* MATERIAL SHOWN *
----

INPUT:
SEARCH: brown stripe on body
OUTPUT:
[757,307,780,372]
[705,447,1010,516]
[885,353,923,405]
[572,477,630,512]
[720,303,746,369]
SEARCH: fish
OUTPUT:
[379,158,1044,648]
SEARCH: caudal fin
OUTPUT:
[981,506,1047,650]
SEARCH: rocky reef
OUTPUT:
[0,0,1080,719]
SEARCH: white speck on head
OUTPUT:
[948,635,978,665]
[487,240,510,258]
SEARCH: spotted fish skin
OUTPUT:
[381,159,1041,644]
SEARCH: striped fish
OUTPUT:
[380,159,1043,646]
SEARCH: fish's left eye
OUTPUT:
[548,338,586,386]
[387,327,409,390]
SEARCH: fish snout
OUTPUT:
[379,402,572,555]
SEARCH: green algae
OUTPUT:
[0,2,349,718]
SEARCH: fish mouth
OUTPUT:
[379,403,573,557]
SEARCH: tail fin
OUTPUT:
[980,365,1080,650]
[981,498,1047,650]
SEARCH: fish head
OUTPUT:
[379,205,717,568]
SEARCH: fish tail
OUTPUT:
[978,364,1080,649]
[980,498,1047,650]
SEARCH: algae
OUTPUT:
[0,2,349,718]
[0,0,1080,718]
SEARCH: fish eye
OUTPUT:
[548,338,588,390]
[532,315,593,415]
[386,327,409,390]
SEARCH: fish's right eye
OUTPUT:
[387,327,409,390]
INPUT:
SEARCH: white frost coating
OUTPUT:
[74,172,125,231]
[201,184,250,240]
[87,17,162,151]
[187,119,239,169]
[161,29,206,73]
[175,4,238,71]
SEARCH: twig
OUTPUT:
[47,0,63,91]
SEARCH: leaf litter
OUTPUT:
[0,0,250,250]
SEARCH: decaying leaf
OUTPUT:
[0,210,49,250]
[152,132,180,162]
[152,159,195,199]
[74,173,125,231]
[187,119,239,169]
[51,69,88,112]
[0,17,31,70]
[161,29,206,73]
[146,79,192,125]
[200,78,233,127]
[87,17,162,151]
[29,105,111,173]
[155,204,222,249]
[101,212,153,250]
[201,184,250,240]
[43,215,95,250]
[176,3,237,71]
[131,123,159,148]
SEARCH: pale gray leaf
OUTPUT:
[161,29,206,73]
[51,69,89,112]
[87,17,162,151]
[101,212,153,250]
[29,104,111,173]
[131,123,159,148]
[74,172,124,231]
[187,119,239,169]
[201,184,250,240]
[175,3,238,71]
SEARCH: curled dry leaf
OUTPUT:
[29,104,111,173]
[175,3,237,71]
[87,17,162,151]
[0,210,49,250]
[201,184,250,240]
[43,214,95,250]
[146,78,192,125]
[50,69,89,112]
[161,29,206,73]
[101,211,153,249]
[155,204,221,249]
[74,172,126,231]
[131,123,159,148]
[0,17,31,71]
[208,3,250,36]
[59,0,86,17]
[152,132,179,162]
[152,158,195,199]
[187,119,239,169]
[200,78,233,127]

----

* EXERCISE GOAL *
Rewrite the lines from the one with "SEARCH: leaf litter" through the last line, keeping the search terms as they are and raising every box coordinate in the answers by 64.

* TASK RESULT *
SEARCH: leaf litter
OUTPUT:
[64,64,314,314]
SEARCH: decaying leaf
OUTPUT:
[64,274,113,314]
[216,196,244,226]
[216,223,259,263]
[138,237,189,295]
[251,183,303,233]
[115,133,152,176]
[64,81,95,134]
[225,93,270,137]
[210,143,256,189]
[264,142,297,191]
[151,81,226,215]
[93,169,175,237]
[219,268,286,313]
[165,276,217,314]
[265,248,314,304]
[107,279,159,314]
[240,67,301,135]
[195,187,223,212]
SEARCH: pale gray leaf
OUTPUT:
[225,93,270,137]
[115,133,153,176]
[151,81,226,215]
[165,276,217,314]
[93,168,175,237]
[195,187,223,212]
[138,236,188,295]
[251,183,303,233]
[265,248,314,304]
[239,67,302,135]
SEARCH: curled dry leaf
OUTPUT:
[93,168,175,237]
[239,67,301,135]
[151,81,226,215]
[64,274,113,314]
[265,248,314,304]
[107,278,159,314]
[210,142,256,189]
[114,133,153,176]
[225,93,270,137]
[165,275,217,313]
[219,268,285,313]
[138,236,190,295]
[195,187,223,212]
[64,81,95,135]
[272,67,314,100]
[123,64,150,81]
[216,196,243,226]
[216,222,259,263]
[251,183,303,233]
[264,142,297,191]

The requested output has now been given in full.